TASK BRIEF =>
Find and copy each line of the data below that contains the string "window". Matching is case-sensitive.

BEGIN ITEMS

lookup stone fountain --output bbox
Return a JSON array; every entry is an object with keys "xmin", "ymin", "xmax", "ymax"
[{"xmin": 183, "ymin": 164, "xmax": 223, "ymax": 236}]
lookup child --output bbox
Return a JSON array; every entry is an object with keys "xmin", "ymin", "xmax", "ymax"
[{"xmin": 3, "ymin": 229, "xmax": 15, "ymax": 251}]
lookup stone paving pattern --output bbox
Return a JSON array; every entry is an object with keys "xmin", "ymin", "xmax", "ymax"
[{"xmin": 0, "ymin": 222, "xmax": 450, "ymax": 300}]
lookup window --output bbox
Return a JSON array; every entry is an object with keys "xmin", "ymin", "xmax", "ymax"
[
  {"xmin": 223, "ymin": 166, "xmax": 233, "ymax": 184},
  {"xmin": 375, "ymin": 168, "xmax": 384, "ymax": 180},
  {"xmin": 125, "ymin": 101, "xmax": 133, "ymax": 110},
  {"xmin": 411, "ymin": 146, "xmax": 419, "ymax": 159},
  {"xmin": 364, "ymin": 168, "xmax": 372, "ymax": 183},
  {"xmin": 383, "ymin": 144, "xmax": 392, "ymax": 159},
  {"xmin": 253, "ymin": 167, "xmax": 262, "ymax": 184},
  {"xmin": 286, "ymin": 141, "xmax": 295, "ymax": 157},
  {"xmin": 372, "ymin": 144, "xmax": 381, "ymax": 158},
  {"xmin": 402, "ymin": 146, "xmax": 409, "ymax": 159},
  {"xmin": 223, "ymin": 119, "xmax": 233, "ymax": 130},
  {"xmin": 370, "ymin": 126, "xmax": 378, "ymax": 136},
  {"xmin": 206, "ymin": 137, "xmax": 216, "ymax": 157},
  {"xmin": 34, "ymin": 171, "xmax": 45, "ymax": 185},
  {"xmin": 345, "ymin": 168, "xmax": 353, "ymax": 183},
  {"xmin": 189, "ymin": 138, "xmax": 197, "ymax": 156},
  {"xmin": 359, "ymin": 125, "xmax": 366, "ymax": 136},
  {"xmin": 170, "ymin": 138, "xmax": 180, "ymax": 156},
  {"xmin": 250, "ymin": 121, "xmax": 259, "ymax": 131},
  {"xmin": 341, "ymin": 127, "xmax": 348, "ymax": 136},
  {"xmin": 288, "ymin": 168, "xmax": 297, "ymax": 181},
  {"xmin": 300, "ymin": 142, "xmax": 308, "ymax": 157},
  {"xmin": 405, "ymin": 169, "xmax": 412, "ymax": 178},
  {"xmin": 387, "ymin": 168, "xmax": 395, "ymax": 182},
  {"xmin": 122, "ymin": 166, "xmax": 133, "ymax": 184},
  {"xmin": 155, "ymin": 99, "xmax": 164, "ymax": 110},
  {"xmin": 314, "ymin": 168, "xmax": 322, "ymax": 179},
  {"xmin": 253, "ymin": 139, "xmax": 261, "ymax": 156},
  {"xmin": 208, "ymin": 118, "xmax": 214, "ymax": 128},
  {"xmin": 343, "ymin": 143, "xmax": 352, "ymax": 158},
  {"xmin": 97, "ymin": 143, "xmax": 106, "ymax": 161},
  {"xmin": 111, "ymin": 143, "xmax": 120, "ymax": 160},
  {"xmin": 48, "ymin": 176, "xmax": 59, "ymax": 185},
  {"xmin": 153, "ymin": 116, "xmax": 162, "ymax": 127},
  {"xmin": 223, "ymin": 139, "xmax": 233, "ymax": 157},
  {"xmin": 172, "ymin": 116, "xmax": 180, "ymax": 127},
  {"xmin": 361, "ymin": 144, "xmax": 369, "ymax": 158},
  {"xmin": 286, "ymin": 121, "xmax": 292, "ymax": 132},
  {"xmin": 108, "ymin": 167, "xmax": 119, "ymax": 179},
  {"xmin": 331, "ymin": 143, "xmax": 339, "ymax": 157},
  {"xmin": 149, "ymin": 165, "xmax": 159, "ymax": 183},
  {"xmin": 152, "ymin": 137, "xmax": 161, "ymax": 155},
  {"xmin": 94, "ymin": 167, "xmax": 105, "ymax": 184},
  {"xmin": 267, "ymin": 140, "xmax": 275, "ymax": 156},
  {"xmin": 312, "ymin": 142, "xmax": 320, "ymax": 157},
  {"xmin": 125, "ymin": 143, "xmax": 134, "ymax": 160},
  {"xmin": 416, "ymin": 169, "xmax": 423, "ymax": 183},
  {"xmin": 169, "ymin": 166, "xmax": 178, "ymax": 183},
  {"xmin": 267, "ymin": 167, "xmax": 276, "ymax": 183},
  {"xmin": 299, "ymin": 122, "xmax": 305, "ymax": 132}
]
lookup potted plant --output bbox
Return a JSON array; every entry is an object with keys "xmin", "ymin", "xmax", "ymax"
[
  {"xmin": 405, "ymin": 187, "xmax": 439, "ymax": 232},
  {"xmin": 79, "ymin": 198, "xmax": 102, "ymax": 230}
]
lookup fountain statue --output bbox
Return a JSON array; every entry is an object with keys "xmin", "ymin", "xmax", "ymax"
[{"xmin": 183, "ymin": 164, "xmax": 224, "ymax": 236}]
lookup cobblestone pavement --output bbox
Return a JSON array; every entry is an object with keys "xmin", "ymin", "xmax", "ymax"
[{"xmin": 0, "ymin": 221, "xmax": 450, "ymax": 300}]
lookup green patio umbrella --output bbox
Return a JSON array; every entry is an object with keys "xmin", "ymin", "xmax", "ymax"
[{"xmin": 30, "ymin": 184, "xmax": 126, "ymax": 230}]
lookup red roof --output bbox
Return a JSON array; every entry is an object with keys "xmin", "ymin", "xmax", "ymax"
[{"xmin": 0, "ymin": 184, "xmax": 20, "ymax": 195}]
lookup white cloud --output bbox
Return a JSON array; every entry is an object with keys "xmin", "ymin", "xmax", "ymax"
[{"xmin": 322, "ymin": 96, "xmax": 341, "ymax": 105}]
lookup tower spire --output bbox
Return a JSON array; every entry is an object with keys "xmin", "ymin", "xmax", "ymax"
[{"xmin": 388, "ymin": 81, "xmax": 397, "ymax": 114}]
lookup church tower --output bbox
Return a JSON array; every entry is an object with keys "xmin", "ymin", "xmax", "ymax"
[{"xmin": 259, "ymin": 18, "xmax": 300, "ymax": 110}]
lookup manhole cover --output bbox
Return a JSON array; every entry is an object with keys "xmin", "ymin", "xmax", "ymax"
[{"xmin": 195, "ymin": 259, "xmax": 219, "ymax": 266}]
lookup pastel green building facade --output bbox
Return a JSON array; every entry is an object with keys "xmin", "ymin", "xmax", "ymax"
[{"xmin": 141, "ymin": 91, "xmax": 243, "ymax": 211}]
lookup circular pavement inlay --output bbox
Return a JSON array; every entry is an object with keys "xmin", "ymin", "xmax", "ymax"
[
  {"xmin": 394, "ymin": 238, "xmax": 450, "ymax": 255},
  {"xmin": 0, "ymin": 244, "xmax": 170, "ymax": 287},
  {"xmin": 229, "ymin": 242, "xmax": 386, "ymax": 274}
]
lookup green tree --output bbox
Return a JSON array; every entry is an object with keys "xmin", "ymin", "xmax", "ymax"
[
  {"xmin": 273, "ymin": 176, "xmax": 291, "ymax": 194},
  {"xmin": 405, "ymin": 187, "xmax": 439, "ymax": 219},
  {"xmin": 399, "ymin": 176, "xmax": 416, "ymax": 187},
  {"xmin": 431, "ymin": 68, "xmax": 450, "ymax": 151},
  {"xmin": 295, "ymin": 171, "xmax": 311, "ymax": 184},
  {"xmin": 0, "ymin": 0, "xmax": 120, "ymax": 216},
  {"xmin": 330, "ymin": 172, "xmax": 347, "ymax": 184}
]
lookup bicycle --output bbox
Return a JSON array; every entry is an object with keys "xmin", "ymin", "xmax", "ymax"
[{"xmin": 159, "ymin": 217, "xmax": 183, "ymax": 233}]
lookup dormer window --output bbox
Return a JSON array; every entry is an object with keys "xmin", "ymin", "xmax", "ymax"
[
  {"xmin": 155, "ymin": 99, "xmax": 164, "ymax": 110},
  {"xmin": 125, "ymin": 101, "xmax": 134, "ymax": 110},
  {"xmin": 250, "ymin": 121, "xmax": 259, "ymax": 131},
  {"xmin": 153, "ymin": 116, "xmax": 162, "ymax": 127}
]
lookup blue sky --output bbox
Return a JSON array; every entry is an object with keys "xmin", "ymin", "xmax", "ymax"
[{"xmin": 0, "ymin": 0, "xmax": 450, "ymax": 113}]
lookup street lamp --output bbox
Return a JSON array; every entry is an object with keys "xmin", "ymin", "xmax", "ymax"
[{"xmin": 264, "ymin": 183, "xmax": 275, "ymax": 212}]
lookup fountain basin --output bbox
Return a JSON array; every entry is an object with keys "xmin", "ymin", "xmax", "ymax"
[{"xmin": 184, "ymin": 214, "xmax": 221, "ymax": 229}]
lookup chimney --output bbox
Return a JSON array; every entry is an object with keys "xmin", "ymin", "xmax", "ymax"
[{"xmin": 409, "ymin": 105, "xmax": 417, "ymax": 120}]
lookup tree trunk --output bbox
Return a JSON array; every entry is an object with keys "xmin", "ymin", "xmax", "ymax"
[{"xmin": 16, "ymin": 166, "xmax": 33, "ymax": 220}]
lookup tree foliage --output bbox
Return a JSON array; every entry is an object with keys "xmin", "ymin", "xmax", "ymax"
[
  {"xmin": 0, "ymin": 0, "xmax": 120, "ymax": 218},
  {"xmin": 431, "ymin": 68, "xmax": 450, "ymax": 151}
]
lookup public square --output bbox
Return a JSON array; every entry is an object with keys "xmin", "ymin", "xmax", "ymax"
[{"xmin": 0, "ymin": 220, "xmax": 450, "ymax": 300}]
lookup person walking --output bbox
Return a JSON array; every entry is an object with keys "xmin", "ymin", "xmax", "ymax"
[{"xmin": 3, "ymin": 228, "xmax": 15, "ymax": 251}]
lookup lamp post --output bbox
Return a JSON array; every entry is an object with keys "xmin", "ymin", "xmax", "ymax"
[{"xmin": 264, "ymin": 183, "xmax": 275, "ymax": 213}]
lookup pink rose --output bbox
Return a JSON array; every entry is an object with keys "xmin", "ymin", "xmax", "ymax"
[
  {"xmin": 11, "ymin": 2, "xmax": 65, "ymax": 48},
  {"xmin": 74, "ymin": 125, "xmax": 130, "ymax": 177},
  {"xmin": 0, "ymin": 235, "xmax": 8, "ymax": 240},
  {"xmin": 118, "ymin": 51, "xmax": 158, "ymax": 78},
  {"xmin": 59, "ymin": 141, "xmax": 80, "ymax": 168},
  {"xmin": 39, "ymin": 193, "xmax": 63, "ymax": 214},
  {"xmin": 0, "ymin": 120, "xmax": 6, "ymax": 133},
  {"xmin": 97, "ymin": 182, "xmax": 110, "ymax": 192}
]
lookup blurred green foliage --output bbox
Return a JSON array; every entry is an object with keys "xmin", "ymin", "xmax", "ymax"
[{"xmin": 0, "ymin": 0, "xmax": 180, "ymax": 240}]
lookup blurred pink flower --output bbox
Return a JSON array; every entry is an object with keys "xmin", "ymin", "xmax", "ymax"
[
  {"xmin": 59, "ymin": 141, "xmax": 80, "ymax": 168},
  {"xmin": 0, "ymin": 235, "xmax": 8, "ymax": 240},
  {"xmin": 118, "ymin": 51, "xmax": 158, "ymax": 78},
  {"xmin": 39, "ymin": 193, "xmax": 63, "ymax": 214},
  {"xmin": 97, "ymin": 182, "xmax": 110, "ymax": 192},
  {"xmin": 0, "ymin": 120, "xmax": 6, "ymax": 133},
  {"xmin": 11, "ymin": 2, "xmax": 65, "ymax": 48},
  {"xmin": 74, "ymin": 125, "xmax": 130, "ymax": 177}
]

END ITEMS

FULL SOLUTION =>
lookup window --output bbox
lookup dormer window --output bbox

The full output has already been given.